[Stored records]:

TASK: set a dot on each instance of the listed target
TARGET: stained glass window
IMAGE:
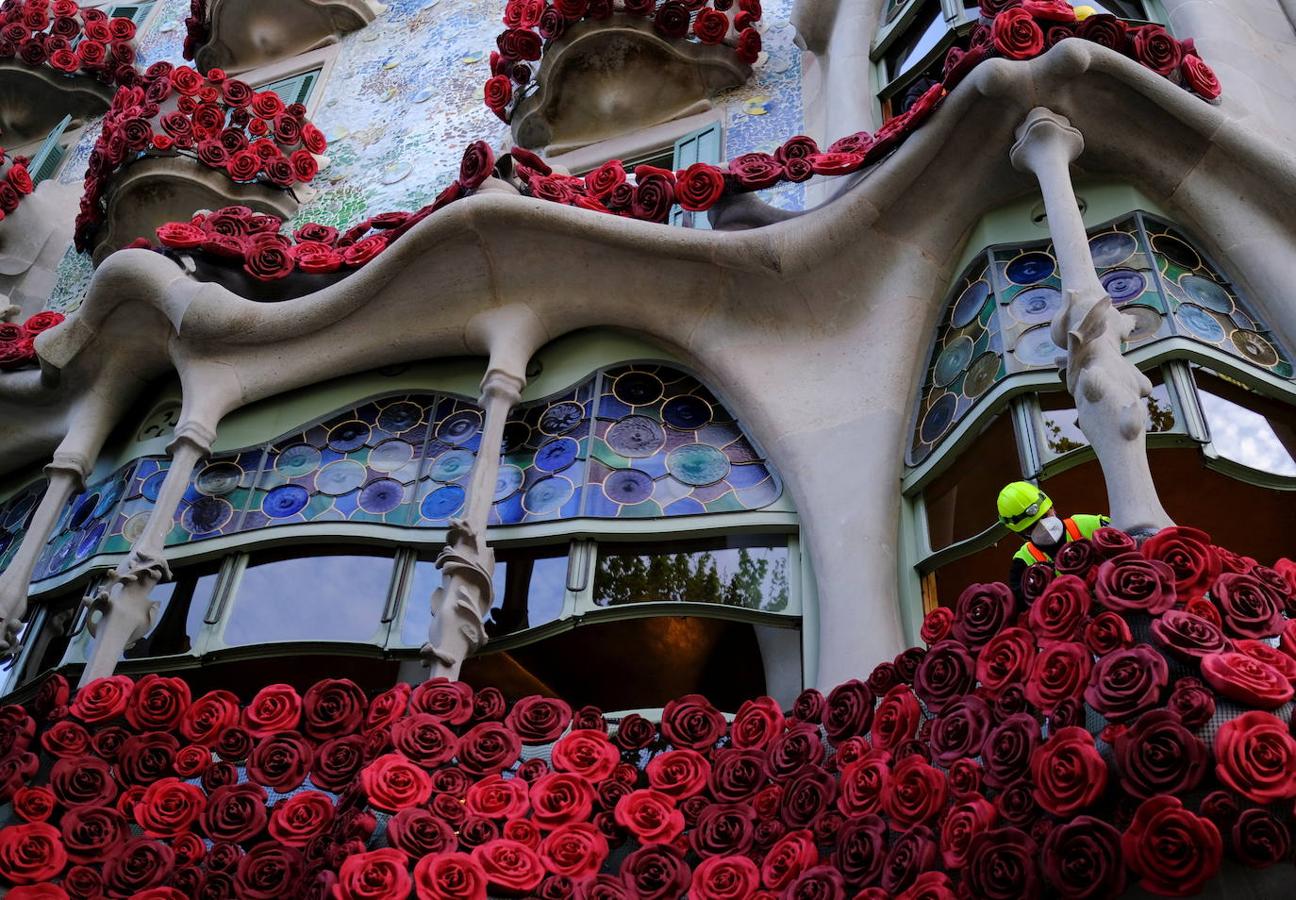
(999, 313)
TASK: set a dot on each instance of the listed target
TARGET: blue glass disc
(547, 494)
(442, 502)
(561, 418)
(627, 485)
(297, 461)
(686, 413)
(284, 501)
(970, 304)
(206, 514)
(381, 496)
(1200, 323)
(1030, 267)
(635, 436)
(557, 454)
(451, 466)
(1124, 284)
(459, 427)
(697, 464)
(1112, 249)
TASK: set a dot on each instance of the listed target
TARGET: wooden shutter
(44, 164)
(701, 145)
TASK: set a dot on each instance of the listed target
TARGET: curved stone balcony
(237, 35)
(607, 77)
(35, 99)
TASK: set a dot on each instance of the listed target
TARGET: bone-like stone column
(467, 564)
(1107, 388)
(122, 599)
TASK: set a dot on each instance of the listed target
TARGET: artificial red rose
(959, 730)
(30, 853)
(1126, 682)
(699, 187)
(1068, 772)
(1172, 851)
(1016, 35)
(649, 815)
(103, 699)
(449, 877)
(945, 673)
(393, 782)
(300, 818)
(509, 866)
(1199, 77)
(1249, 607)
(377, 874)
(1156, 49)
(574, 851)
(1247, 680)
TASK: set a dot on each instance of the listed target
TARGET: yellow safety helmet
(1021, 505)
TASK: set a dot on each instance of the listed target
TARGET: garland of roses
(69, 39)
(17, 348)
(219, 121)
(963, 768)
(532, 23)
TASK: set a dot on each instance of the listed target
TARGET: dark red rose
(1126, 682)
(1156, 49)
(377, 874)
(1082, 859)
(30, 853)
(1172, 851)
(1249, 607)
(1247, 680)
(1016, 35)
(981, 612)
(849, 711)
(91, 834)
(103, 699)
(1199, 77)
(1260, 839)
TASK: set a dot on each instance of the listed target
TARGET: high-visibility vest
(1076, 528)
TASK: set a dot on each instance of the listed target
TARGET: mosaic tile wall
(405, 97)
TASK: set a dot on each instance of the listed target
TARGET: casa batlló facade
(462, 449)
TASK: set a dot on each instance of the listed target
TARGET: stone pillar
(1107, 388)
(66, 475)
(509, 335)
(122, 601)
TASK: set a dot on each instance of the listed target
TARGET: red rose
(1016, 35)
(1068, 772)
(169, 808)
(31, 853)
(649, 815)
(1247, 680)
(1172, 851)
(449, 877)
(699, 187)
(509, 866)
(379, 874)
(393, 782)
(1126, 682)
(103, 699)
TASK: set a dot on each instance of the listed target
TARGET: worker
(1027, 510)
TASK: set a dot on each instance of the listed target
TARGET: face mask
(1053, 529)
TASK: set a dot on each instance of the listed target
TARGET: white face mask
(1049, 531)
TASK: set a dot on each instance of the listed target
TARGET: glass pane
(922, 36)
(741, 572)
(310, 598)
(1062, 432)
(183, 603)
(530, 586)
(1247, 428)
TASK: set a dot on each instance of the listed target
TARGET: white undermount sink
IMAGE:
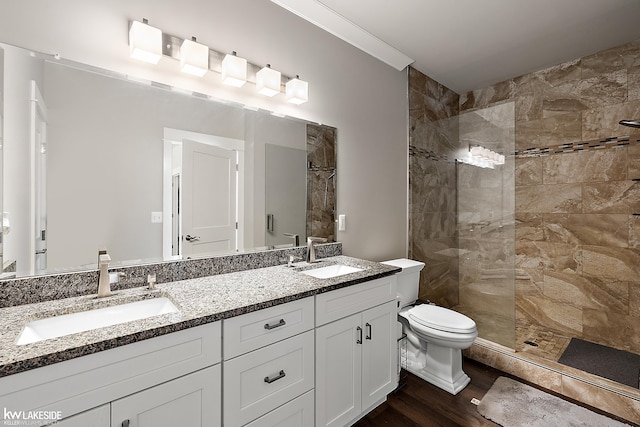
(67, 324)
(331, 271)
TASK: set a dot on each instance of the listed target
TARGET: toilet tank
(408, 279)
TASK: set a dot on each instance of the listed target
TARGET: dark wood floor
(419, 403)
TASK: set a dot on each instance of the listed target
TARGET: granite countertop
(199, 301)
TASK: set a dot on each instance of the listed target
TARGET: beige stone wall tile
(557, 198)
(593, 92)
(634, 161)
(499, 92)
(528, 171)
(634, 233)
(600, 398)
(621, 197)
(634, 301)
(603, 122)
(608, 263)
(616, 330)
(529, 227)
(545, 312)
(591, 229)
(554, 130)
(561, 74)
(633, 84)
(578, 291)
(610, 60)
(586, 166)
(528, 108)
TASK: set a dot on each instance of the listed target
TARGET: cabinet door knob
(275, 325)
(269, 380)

[Exercise objective]: Quote each record exactly as it stands, minus the pictures.

[Reply to the exercise]:
TASK: set a dot on each instance of the listed target
TARGET: stained glass window
IMAGE:
(999, 313)
TASK: set a dot on each instance of the listed target
TARGET: blue glass disc
(547, 494)
(442, 502)
(561, 418)
(627, 485)
(297, 461)
(686, 413)
(284, 501)
(970, 304)
(206, 514)
(381, 496)
(1200, 323)
(1030, 267)
(635, 436)
(557, 454)
(451, 466)
(1124, 284)
(459, 427)
(697, 464)
(1112, 249)
TASK: set a dot on each instance of the listed target
TARGET: wooden shutter
(44, 164)
(701, 145)
TASK: set a dot on each instance of the listed target
TARGET: curved stone balcony
(237, 35)
(607, 77)
(35, 99)
TASK: set a dot on each instance of the listed target
TARGET: bone-like stone column
(467, 564)
(1107, 388)
(122, 599)
TASK: set a dot on each instance of the listed target
TARGET: artificial red rose
(959, 730)
(30, 853)
(1126, 682)
(699, 187)
(1068, 772)
(1172, 851)
(1016, 35)
(649, 815)
(103, 699)
(449, 877)
(945, 673)
(393, 782)
(300, 818)
(509, 866)
(1199, 77)
(1249, 607)
(377, 874)
(1156, 49)
(574, 851)
(1247, 680)
TASK: set a dot on each instance of the listed target
TARGET: yellow safety helmet
(1021, 505)
TASK: set a dot on each instance of the listed target
TARGET: garland of roses
(69, 39)
(17, 348)
(219, 121)
(963, 768)
(532, 23)
TASK: set a dot on each instance of the listed target
TARGET: dark red rose
(1126, 682)
(1156, 49)
(377, 874)
(1082, 859)
(30, 853)
(1172, 851)
(1249, 607)
(1247, 680)
(1016, 35)
(981, 612)
(849, 711)
(91, 834)
(103, 699)
(1199, 77)
(1260, 839)
TASK: set a dot on each instance of the listed target
TARGET: high-visibility vest
(1076, 528)
TASK: set a dot on each instance of the listed target
TARGET: mosaic tile wall
(405, 97)
TASK: set a dot on each instance of the listed target
TARGET: casa batlló facade
(462, 449)
TASK: set a dot on each instance of the listed target
TARGET: stone pillar
(1107, 388)
(66, 475)
(509, 335)
(122, 601)
TASK: set a dot on each instance of the listed target
TARGET: red rose
(1016, 35)
(1068, 772)
(169, 808)
(31, 853)
(649, 815)
(1247, 680)
(1172, 851)
(449, 877)
(699, 187)
(509, 866)
(379, 874)
(393, 782)
(1126, 682)
(103, 699)
TASK: set a dot on each instance of the listed target
TARGET: worker
(1027, 510)
TASK: set a dot on each instance of the listed target
TARGET: face mask
(1053, 529)
TASK: set a dot on each instance of the listed target
TARGET: white face mask
(1049, 531)
TASK: set a dot on each instance of the listed target
TARGET: glass pane
(922, 36)
(741, 572)
(310, 598)
(1062, 432)
(183, 603)
(530, 586)
(1247, 428)
TASK: set a dot on each instance of the listed target
TARGET: white undermount sink
IMAGE:
(67, 324)
(331, 271)
TASK: set a dot on each instance of the listed target
TARGET: toilet tank
(408, 279)
TASK: set a dot on each instance of the listed target
TARGET: dark wood floor
(419, 403)
TASK: set a dot on each instance of the listed target
TARGET: granite countertop
(199, 301)
TASK: set a dot on each instance of the listed target
TARGET: beige stone wall tile
(557, 198)
(593, 92)
(634, 161)
(499, 92)
(528, 171)
(634, 233)
(600, 398)
(621, 197)
(634, 301)
(603, 122)
(608, 263)
(616, 330)
(529, 227)
(545, 312)
(591, 229)
(554, 130)
(561, 74)
(633, 84)
(578, 291)
(610, 60)
(586, 166)
(528, 108)
TASK: set a dot on each instance of the listed target
TARGET: cabinet door knob
(275, 325)
(269, 380)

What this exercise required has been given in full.